(Data extracted from a collection)

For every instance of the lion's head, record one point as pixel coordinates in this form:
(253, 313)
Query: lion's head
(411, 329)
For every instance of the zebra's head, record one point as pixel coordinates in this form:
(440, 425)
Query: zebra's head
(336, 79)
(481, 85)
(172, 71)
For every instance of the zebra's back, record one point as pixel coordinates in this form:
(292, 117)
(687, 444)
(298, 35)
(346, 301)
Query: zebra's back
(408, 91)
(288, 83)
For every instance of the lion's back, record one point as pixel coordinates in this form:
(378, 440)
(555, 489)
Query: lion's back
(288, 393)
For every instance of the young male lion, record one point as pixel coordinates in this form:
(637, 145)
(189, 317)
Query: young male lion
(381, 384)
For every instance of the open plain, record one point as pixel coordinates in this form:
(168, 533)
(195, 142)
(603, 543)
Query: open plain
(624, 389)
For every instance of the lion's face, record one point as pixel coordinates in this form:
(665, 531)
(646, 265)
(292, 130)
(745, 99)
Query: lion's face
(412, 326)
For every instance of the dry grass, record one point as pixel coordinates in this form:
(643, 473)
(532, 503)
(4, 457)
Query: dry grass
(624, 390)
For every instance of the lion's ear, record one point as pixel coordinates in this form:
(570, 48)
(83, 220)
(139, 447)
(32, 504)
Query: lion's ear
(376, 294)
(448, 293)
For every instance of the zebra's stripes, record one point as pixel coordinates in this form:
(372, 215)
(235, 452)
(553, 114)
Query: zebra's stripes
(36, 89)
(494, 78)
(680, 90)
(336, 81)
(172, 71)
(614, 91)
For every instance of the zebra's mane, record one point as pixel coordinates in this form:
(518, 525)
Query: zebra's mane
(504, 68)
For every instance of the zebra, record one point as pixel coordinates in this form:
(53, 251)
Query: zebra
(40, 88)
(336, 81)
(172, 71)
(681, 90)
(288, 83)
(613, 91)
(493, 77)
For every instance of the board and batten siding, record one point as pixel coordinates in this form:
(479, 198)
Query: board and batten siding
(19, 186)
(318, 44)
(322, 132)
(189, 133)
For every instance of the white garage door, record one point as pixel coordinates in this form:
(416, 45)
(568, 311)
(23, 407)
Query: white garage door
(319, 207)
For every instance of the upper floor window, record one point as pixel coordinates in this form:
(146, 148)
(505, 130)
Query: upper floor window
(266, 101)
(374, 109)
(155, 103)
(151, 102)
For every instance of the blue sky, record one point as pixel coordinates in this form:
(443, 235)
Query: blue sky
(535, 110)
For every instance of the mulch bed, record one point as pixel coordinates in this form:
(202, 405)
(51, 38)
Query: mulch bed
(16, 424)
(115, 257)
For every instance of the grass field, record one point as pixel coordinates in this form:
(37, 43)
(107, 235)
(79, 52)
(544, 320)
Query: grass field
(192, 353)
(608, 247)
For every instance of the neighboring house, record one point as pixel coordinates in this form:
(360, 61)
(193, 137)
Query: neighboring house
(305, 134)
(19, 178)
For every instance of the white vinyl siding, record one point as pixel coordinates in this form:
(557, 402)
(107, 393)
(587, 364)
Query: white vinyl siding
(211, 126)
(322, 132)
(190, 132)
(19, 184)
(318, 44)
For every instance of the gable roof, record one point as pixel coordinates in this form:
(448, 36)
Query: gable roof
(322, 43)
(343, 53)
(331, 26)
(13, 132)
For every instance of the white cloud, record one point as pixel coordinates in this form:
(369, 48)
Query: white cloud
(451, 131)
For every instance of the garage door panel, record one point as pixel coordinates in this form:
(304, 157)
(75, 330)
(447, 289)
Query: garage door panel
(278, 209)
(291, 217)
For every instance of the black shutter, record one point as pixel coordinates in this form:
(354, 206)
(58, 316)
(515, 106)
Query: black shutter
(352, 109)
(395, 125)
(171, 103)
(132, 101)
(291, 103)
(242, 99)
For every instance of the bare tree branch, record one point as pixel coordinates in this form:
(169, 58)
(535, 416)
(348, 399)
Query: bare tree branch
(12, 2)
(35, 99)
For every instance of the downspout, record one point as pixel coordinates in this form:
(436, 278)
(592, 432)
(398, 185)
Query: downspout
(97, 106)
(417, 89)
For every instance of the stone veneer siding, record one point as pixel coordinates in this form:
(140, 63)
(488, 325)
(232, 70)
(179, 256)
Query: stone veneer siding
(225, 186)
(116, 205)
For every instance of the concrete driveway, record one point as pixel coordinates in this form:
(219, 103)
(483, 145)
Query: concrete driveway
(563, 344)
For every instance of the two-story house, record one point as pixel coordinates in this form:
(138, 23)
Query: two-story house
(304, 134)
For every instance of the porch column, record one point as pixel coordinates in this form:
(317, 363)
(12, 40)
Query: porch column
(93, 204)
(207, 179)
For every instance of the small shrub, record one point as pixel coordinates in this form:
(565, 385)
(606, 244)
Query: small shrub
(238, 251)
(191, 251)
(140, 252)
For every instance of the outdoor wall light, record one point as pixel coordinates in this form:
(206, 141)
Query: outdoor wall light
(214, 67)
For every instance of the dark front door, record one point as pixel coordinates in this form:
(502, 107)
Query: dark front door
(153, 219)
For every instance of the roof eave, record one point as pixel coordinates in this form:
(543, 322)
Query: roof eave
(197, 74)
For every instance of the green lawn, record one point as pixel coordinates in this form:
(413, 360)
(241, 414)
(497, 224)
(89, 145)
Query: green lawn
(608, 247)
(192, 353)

Instructions for the task
Using the data above, output each line exactly.

Answer space
For every instance of the lion's head, record one point as pixel coordinates in this form:
(253, 313)
Query: lion's head
(411, 329)
For every instance of the zebra's head, record one point as pixel coordinates in this form:
(440, 425)
Query: zebra's head
(336, 79)
(481, 85)
(172, 71)
For every instance of the zebra's back, record one point as pixel coordinates in this form:
(292, 117)
(687, 444)
(298, 35)
(346, 301)
Query: zebra's back
(408, 91)
(288, 83)
For every instance of the lion's back, record one point as pixel coordinates in this form:
(378, 440)
(555, 489)
Query: lion's back
(288, 393)
For every instance of the young male lion, record one point as pixel coordinates in this form:
(637, 145)
(189, 317)
Query: young male lion
(381, 384)
For every instance of the open plain, record one point as pixel coordinates in this form:
(168, 533)
(195, 142)
(603, 543)
Query: open plain
(624, 389)
For every instance of the lion's face, record one point as pixel coordinates in this form:
(665, 531)
(646, 265)
(292, 130)
(745, 99)
Query: lion's face
(412, 326)
For every instance of the dry grass, record one point as pixel coordinates in this form:
(643, 473)
(532, 503)
(4, 457)
Query: dry grass
(624, 390)
For every instance of the lion's ear, record one point as pixel coordinates in this form:
(570, 48)
(83, 220)
(139, 447)
(32, 504)
Query: lion's ear
(376, 294)
(448, 293)
For every instance of the zebra's stripes, record one point as pixel coordinates in this form:
(372, 215)
(235, 452)
(553, 114)
Query: zebra's stripes
(36, 89)
(494, 78)
(680, 90)
(336, 81)
(172, 71)
(614, 91)
For every instance of the zebra's mane, record one point as pixel coordinates in this form:
(518, 525)
Query: zebra's mane
(504, 68)
For every instance of the zebra, record one point as pixel coordinates in this form:
(53, 251)
Query: zebra
(40, 88)
(336, 81)
(172, 71)
(681, 90)
(288, 83)
(613, 91)
(493, 77)
For every instance of the board and batten siding, record one point as pixel coordinates in this form:
(479, 198)
Query: board and batten siding
(19, 186)
(318, 44)
(322, 132)
(189, 133)
For every instance of the white garage door, record one point as pixel coordinates in this form:
(416, 45)
(568, 311)
(23, 407)
Query: white garage door
(319, 207)
For every instance of the upper floor window, record one point as pixel coordinates in this form:
(146, 148)
(505, 130)
Query: upper floor window
(266, 101)
(374, 109)
(155, 103)
(151, 102)
For every instance of the blue sky, record one point as pixel coordinates in this form:
(443, 235)
Query: blue sky
(535, 110)
For every instance of the mulch bed, record one point as pixel coordinates in this form:
(202, 405)
(51, 38)
Query: mulch bed
(16, 424)
(115, 257)
For every instance of the grass field, record one point as pixel coordinates in this form:
(37, 43)
(107, 235)
(79, 52)
(544, 320)
Query: grass field
(192, 353)
(608, 247)
For every instance of the neighboring house, record one point as pixel coordinates in this form:
(360, 61)
(193, 137)
Query: neighboring house
(305, 134)
(19, 178)
For every instance of the white vinyl siding, record one point as pixel coordinates in this form:
(557, 402)
(107, 393)
(587, 364)
Query: white vinyl siding
(211, 126)
(322, 132)
(190, 132)
(19, 184)
(318, 44)
For every instance of the gable roof, record one point as pixel coordinates in this form:
(448, 36)
Query: gable roof
(322, 43)
(343, 53)
(331, 26)
(13, 132)
For every instance of the white cloud, record one point as pixel coordinates in this form:
(369, 48)
Query: white cloud
(451, 131)
For every instance of the garage door panel, record one point as pixel coordinates in this form:
(304, 157)
(75, 330)
(447, 289)
Query: garage door panel
(278, 209)
(291, 217)
For every instance of the black shutter, record one point as pixel coordinates in this form:
(354, 206)
(58, 316)
(515, 106)
Query: black shutter
(352, 109)
(395, 125)
(171, 103)
(132, 101)
(291, 103)
(242, 99)
For every instance of the bare tree branch, record one point as pixel coordinates in this form:
(169, 58)
(535, 416)
(348, 399)
Query: bare tree branch
(12, 2)
(35, 99)
For every instance of the downspout, record one point as pixel coordinates in this form:
(436, 278)
(592, 432)
(398, 185)
Query: downspout
(97, 106)
(417, 89)
For every instance of the stone veneer siding, record one point as pixel coordinates in this form:
(140, 63)
(488, 325)
(232, 70)
(179, 256)
Query: stone veneer siding
(225, 186)
(116, 205)
For every instance of the concrete driveway, record one point as pixel coordinates in this form:
(219, 103)
(483, 145)
Query: concrete driveway
(563, 344)
For every instance of the two-story house, record one point as pixel coordinates in this form:
(138, 23)
Query: two-story house
(304, 134)
For every instance of the porch column, record one point as pixel coordinates in this form:
(317, 363)
(12, 40)
Query: porch column
(93, 204)
(207, 179)
For every instance of the small shrub, record one point as pixel coordinates in this form:
(565, 385)
(606, 244)
Query: small shrub
(238, 251)
(191, 251)
(140, 252)
For every instance of the outdoor wall light, record one point as pixel coordinates in this form:
(206, 141)
Query: outdoor wall light
(214, 67)
For every instance of the dark front door, record one point as pixel coordinates in this form:
(502, 107)
Query: dark front door
(153, 219)
For every instance of the roof eave, record one point as pixel coordinates in this form:
(543, 322)
Query: roof eave
(197, 74)
For every instance of the green lawn, record one point as pixel coordinates in this form:
(413, 360)
(241, 414)
(497, 224)
(89, 145)
Query: green lawn
(608, 247)
(192, 353)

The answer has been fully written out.